--- begin DOCUMENT SECTION ---
Recent research has focused on dynamic feature weighting and lightweight architectural redesign. The BiFPN structure introduced learnable weights to enable per-channel adaptive weighting, balancing the contribution of different input features. On the MS COCO dataset, EfficientDet-D0 achieved 34.6% Average Precision (AP) with only 3.9 million parameters. However, BiFPN’s global, channel-wise weighting is less effective at capturing spatially localized salient features. To address this, the Adaptive Spatial Feature Fusion (ASFF) method proposed spatially adaptive weights, enabling location-wise feature fusion and effectively mitigating inter-scale feature conflicts. The detailed architectures of these modules are illustrated in Figure 1.
However, the three-tier fusion strategy of ASFF significantly increases model parameters and computational load. To address this, we propose the ASAF-Pyramid architecture, which reduces complexity by decreasing the frequency of fusion operations and integrating partial convolutions. To mitigate potential performance degradation in small-target detection from reduced fusion, the framework incorporates a dedicated high-resolution P2 layer. Simultaneously, it employs a Channel-weighted Selection and Fusion (CSF) module for progressive feature refinement. In this process, shallow features first fuse with adjacent intermediate layers before propagating upward, thereby enhancing gradient flow and feature representation. Consequently, the ASAF-Pyramid effectively integrates the advantages of both BiFPN and ASFF while resolving the high-complexity issue inherent in ASFF. The overall architecture is detailed in Figure 2.
--- end DOCUMENT SECTION ---
> **WHAT IS ASKED**:
**1.** Rewrite the feature fusion passage, starting with "Recent research has" and going on through "in Figure 1.", and change every "BiFPN" to "Bidirectional FPN".
**2.** According to the feature fusion passage, what Average Precision did EfficientDet-D0 reach on the MS COCO dataset?
The material that comes next is taken from a separate source unrelated to the feature fusion passage.
--- begin ENTRIES ---
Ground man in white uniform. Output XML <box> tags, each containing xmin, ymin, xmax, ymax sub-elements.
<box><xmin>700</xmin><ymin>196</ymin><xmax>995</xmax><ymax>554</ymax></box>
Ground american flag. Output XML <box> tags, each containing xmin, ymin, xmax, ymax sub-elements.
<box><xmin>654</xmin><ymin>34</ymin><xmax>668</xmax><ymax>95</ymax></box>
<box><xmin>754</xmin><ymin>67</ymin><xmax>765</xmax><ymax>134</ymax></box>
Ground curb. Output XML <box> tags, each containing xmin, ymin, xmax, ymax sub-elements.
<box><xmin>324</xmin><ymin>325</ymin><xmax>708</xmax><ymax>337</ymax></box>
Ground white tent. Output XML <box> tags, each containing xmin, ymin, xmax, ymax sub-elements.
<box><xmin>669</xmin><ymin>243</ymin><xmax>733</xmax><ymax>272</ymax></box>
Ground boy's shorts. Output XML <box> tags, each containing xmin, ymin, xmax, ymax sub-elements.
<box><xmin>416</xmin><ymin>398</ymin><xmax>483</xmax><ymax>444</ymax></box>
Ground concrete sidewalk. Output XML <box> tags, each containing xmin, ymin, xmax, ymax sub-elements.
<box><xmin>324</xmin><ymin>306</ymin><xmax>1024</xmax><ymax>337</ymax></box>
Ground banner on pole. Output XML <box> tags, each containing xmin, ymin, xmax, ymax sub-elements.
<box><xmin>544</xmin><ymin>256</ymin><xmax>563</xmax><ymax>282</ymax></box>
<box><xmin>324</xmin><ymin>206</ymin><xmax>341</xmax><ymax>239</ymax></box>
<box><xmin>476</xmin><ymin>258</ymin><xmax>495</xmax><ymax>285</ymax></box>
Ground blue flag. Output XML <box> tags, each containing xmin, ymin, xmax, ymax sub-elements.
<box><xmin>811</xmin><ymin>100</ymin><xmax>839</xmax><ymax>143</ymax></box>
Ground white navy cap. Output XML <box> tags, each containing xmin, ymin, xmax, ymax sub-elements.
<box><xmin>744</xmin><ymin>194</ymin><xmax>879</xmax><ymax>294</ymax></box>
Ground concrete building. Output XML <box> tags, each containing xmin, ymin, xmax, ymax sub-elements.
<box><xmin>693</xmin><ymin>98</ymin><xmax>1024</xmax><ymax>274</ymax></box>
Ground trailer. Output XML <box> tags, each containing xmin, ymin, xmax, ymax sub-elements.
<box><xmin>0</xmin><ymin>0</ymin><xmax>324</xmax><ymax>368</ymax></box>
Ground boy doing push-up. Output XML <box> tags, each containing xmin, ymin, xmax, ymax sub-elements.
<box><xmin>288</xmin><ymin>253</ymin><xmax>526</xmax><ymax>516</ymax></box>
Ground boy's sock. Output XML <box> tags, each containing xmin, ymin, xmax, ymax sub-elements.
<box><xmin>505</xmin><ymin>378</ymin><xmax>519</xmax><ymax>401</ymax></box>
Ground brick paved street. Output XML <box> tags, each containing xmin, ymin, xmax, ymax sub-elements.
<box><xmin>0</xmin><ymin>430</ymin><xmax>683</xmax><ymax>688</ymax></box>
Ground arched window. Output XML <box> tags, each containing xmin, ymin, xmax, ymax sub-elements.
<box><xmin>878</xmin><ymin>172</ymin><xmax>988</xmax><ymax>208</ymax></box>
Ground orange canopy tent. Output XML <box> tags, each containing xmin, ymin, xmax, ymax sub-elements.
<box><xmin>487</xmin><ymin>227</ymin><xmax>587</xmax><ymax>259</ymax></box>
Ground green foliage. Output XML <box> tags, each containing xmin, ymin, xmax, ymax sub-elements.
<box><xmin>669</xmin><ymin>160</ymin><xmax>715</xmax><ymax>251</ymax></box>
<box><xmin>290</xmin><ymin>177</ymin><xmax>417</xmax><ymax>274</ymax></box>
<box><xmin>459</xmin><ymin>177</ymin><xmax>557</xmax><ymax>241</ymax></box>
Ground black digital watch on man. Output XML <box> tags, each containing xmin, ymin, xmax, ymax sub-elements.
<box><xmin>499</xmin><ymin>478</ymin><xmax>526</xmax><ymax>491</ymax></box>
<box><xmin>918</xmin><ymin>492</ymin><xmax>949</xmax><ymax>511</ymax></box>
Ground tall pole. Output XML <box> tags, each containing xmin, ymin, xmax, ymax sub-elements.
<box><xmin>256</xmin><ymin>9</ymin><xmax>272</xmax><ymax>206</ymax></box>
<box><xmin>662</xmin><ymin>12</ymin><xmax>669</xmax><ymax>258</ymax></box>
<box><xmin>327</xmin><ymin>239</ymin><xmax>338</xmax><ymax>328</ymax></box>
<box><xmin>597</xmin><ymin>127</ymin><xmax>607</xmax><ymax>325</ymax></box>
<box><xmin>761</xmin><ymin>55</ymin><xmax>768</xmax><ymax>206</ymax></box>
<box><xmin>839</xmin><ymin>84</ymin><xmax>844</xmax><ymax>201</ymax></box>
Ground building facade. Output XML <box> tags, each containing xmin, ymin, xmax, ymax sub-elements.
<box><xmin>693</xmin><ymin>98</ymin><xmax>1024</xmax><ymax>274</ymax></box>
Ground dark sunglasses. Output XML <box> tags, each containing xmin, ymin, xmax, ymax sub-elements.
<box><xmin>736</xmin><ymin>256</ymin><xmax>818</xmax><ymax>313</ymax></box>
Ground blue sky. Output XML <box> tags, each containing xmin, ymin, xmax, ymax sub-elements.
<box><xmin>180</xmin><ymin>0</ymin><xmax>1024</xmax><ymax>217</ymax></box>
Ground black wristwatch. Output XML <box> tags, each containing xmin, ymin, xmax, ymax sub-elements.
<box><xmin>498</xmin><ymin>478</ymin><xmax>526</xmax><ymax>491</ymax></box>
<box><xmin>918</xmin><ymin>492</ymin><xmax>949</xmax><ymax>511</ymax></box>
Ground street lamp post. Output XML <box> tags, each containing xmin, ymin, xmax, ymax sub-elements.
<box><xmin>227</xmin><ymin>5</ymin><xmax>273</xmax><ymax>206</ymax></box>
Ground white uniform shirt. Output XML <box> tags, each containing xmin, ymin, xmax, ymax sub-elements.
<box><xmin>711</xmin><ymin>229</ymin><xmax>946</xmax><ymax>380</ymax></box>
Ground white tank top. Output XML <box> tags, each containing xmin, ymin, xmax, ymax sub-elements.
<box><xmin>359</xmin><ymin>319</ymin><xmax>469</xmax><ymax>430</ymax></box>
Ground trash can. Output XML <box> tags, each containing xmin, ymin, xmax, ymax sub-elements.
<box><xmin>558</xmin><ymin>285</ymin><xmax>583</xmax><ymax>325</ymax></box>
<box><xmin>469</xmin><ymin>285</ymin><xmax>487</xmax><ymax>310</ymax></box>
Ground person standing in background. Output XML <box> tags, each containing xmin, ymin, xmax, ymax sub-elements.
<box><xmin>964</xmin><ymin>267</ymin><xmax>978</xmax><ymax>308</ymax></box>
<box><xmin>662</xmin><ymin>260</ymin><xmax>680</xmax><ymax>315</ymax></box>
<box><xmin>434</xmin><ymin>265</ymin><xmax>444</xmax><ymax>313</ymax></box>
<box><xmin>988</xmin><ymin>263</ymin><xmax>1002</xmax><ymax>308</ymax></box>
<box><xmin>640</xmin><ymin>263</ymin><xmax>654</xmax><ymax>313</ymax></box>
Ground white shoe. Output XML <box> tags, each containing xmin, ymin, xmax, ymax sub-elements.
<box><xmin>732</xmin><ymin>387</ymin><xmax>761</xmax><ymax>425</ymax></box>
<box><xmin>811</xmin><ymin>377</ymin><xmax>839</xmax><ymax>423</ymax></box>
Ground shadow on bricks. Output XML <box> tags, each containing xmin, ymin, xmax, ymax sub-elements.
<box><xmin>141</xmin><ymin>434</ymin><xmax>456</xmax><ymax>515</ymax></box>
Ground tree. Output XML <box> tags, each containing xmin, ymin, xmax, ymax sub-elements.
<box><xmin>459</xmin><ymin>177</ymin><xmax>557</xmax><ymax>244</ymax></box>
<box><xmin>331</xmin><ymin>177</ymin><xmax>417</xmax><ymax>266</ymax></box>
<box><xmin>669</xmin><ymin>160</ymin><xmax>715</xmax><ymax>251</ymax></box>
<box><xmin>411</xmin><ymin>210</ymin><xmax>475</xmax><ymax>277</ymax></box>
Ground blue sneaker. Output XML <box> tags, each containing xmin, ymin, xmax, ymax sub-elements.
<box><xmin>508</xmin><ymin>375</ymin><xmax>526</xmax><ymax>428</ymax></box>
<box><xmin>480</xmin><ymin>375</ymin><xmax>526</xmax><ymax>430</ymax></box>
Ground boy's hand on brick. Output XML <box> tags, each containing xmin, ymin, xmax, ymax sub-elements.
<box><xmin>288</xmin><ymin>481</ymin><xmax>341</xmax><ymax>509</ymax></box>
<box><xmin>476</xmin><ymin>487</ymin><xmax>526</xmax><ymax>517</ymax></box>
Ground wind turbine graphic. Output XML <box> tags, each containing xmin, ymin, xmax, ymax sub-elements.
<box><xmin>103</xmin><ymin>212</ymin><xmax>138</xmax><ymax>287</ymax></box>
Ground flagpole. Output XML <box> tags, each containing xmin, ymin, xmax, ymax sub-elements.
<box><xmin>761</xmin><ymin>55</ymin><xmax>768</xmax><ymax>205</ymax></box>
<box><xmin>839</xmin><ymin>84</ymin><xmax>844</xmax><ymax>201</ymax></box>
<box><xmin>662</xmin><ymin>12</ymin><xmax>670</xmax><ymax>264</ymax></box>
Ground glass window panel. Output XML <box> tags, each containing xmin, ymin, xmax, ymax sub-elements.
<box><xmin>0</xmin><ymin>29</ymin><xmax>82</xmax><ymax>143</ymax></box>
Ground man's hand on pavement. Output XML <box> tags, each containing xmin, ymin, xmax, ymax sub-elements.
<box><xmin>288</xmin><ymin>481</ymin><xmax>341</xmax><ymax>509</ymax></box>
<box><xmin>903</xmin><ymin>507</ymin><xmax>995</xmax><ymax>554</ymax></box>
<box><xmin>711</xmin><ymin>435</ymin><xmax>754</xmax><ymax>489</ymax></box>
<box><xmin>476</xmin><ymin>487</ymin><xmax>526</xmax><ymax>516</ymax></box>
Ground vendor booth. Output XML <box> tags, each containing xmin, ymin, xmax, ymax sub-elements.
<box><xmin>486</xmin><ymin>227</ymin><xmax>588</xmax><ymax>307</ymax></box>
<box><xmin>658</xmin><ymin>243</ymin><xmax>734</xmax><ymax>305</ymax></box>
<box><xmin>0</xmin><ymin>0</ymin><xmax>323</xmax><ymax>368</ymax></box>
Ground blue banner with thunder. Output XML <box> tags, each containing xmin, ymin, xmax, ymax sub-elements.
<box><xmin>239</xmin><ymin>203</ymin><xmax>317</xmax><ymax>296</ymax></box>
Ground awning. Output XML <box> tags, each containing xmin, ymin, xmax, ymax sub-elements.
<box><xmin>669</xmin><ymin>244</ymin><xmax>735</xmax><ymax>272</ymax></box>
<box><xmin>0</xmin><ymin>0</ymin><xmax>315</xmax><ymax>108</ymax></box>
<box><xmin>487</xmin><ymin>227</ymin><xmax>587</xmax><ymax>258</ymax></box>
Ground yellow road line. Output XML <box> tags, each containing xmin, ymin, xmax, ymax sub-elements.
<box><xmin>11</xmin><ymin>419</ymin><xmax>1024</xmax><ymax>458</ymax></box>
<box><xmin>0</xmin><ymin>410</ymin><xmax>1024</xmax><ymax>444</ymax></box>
--- end ENTRIES ---
> **PER-TASK OUTPUTS**:
**1.**
Recent research has focused on dynamic feature weighting and lightweight architectural redesign. The Bidirectional FPN structure introduced learnable weights to enable per-channel adaptive weighting, balancing the contribution of different input features. On the MS COCO dataset, EfficientDet-D0 achieved 34.6% Average Precision (AP) with only 3.9 million parameters. However, Bidirectional FPN’s global, channel-wise weighting is less effective at capturing spatially localized salient features. To address this, the Adaptive Spatial Feature Fusion (ASFF) method proposed spatially adaptive weights, enabling location-wise feature fusion and effectively mitigating inter-scale feature conflicts. The detailed architectures of these modules are illustrated in Figure 1.

**2.** 34.6% Average Precision (AP).